- **YOUR ASSIGNMENT**:
Exactly as written, please set down all of the entries again, with no pictures.

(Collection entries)
BEGIN

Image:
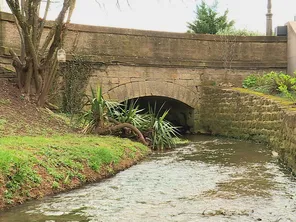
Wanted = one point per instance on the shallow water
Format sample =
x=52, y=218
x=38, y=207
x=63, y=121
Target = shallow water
x=211, y=179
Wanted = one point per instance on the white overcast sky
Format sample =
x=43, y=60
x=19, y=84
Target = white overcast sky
x=173, y=15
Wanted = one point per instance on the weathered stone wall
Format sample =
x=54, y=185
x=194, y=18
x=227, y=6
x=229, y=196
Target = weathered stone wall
x=247, y=116
x=216, y=58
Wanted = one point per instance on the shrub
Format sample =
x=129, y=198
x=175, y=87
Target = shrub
x=274, y=83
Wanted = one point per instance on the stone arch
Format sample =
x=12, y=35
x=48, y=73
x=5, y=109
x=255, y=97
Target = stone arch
x=136, y=89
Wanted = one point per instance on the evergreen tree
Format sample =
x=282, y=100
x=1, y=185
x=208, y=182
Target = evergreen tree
x=208, y=21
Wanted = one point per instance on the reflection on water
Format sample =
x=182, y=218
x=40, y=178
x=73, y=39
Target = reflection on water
x=211, y=179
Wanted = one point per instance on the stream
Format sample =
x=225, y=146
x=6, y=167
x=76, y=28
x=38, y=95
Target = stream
x=209, y=179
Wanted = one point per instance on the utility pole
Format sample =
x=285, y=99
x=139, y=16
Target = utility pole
x=269, y=19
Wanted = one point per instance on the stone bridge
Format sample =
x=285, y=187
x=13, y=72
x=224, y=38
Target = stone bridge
x=172, y=67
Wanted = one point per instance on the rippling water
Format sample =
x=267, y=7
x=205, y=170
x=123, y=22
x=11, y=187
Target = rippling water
x=211, y=179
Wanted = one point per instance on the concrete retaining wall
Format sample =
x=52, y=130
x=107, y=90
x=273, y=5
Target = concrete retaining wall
x=243, y=115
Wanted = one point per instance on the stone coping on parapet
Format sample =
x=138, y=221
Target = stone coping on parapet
x=135, y=32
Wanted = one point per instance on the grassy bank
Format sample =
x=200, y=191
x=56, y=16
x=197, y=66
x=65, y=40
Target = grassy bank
x=31, y=167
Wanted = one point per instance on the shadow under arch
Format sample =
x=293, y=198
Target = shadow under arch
x=166, y=89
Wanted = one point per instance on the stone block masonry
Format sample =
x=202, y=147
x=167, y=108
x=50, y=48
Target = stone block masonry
x=242, y=115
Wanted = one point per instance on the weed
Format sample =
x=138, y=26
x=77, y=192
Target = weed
x=5, y=101
x=55, y=185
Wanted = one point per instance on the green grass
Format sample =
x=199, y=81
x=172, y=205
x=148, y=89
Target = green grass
x=282, y=101
x=61, y=157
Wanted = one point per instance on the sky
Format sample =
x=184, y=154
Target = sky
x=173, y=15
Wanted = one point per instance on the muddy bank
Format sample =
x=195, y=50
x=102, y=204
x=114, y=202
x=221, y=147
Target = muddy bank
x=34, y=167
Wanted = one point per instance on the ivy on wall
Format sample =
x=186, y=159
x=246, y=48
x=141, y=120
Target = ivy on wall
x=74, y=77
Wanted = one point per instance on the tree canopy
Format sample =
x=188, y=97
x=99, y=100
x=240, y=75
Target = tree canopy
x=208, y=21
x=36, y=66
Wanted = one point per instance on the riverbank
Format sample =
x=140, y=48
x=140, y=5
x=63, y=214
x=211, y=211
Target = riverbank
x=33, y=167
x=40, y=154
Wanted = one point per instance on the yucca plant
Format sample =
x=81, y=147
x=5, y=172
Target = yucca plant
x=130, y=113
x=96, y=115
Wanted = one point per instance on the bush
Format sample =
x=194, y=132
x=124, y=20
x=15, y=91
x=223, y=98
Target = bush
x=274, y=83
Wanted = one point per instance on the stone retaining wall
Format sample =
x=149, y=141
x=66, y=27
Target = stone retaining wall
x=243, y=115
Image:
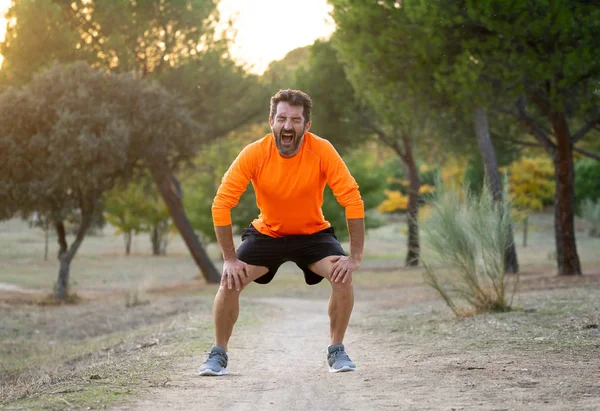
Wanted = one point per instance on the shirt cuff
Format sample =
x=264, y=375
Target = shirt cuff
x=355, y=211
x=221, y=218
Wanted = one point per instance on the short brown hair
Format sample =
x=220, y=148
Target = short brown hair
x=295, y=98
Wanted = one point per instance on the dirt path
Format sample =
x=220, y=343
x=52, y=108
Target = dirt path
x=281, y=366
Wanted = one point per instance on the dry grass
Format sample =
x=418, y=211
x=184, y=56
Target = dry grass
x=98, y=351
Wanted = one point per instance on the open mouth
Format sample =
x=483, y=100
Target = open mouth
x=287, y=137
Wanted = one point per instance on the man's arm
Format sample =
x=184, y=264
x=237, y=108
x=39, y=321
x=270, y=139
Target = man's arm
x=356, y=232
x=225, y=240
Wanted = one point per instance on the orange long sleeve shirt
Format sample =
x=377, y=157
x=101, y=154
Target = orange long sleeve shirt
x=289, y=191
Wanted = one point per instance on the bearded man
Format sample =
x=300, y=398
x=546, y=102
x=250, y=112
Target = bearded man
x=288, y=169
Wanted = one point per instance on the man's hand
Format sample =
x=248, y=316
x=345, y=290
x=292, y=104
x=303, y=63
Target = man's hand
x=342, y=269
x=235, y=272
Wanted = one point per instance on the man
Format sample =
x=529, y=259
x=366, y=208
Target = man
x=288, y=169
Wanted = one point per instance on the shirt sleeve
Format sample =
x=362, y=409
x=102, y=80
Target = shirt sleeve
x=342, y=183
x=233, y=184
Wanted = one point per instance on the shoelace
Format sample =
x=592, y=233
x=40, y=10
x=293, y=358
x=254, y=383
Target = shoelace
x=339, y=355
x=219, y=357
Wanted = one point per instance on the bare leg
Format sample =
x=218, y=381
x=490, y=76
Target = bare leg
x=341, y=300
x=226, y=307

END

- **OUTPUT FOR THIS TASK**:
Image:
Wanted = one point per instance on the shallow water
Format sample =
x=52, y=218
x=38, y=207
x=63, y=121
Target = shallow water
x=211, y=179
Wanted = one point per instance on the white overcast sky
Format sample =
x=43, y=60
x=19, y=84
Target = white overcast sky
x=173, y=15
Wanted = one point per instance on the weathered stone wall
Format sample =
x=54, y=185
x=194, y=18
x=227, y=6
x=229, y=196
Target = weathered stone wall
x=247, y=116
x=216, y=58
Wanted = one point per instance on the shrub
Format sample =
x=129, y=198
x=175, y=87
Target = shrub
x=274, y=83
Wanted = one point per instance on the stone arch
Format sample =
x=12, y=35
x=48, y=73
x=5, y=109
x=255, y=97
Target = stone arch
x=136, y=89
Wanted = one point per instance on the evergreen tree
Format sample =
x=282, y=100
x=1, y=185
x=208, y=182
Target = evergreen tree
x=208, y=21
Wanted = one point per instance on the reflection on water
Format sample =
x=182, y=218
x=40, y=178
x=73, y=39
Target = reflection on water
x=211, y=179
Wanted = one point per instance on the stream
Format sample =
x=225, y=146
x=6, y=167
x=76, y=28
x=38, y=95
Target = stream
x=209, y=179
Wanted = one point per instance on the utility pole
Format sample =
x=285, y=99
x=139, y=16
Target = utility pole
x=269, y=19
Wanted = one point per instance on the stone bridge
Format sample =
x=285, y=187
x=13, y=72
x=224, y=38
Target = stone bridge
x=172, y=67
Wanted = one point per instance on the rippling water
Format sample =
x=267, y=7
x=205, y=170
x=123, y=22
x=11, y=187
Target = rippling water
x=211, y=179
Wanted = one point per instance on the concrete retaining wall
Format sample =
x=52, y=130
x=107, y=90
x=273, y=5
Target = concrete retaining wall
x=243, y=115
Wanted = one point per instance on the stone coping on parapet
Format sample =
x=138, y=221
Target = stone coping on parapet
x=135, y=32
Wanted = one point per instance on the grassy bank
Format sample =
x=200, y=191
x=56, y=16
x=197, y=66
x=65, y=40
Target = grassy bank
x=31, y=167
Wanted = one point per instance on the shadow under arch
Format sample =
x=293, y=198
Target = shadow under arch
x=166, y=89
Wanted = one point per instance on the stone block masonry
Format sample =
x=202, y=147
x=167, y=108
x=50, y=48
Target = stone block masonry
x=242, y=115
Wanted = one point per instance on the weed
Format sample =
x=138, y=26
x=77, y=192
Target = weed
x=5, y=101
x=55, y=185
Wanted = one point per instance on the green grass
Format sample =
x=199, y=81
x=172, y=205
x=148, y=89
Target = green grass
x=282, y=101
x=61, y=157
Wanted = one point per instance on the sky
Format sample =
x=184, y=154
Target = sky
x=173, y=15
Wanted = one point per instance on the muddy bank
Format sample =
x=195, y=50
x=102, y=204
x=114, y=202
x=221, y=147
Target = muddy bank
x=34, y=167
Wanted = one point per instance on the ivy on wall
Format sample =
x=186, y=159
x=246, y=48
x=141, y=120
Target = ivy on wall
x=74, y=77
Wanted = one point per instance on the tree canopy
Format sample =
x=188, y=97
x=99, y=100
x=240, y=75
Target = tree canopy
x=208, y=21
x=36, y=66
Wanted = one point per instance on the riverbank
Format sample =
x=140, y=48
x=140, y=5
x=63, y=214
x=211, y=211
Target = riverbank
x=33, y=167
x=40, y=154
Wanted = one point per instance on the yucca plant
Format sample =
x=81, y=147
x=5, y=172
Target = yucca plant
x=130, y=113
x=96, y=115
Wanted = one point per instance on the bush
Format sample =
x=194, y=132
x=124, y=20
x=15, y=91
x=223, y=98
Target = bush
x=274, y=83
Wanted = one point per instance on the stone retaining wall
Format sample =
x=149, y=141
x=66, y=27
Target = stone retaining wall
x=243, y=115
Image:
Wanted = one point per instance on the shirt cuff
Format sample =
x=264, y=375
Target = shirt cuff
x=355, y=211
x=221, y=218
Wanted = one point per instance on the short brown hair
Format sample =
x=220, y=148
Target = short brown hair
x=295, y=98
Wanted = one point per instance on the dirt path
Format sample =
x=220, y=343
x=52, y=108
Target = dirt path
x=281, y=366
Wanted = one point per instance on the dry grass
Format sample =
x=418, y=211
x=184, y=56
Target = dry grass
x=98, y=351
Wanted = one point per instance on the open mouth
Format sample =
x=483, y=100
Target = open mouth
x=287, y=137
Wanted = one point per instance on the man's arm
Format sample =
x=184, y=264
x=237, y=108
x=39, y=321
x=270, y=139
Target = man's arm
x=356, y=232
x=225, y=240
Wanted = one point per instance on the orange long sleeve shirt
Format sample =
x=377, y=157
x=101, y=154
Target = orange long sleeve shirt
x=289, y=191
Wanted = one point per instance on the bearded man
Format sample =
x=300, y=398
x=546, y=102
x=250, y=112
Target = bearded man
x=288, y=169
Wanted = one point per instance on the man's hand
Format sample =
x=248, y=316
x=345, y=290
x=292, y=104
x=303, y=63
Target = man's hand
x=342, y=269
x=235, y=272
Wanted = one point per instance on the man
Format sample =
x=529, y=259
x=366, y=208
Target = man
x=288, y=169
Wanted = one point per instance on the shirt sleeve
Format sample =
x=362, y=409
x=102, y=80
Target = shirt sleeve
x=342, y=183
x=233, y=184
Wanted = one point per instance on the shoelace
Format sample =
x=592, y=233
x=40, y=10
x=293, y=358
x=254, y=383
Target = shoelace
x=339, y=355
x=219, y=357
Wanted = one point per instance on the bare leg
Format sample =
x=218, y=381
x=490, y=76
Target = bare leg
x=341, y=300
x=226, y=307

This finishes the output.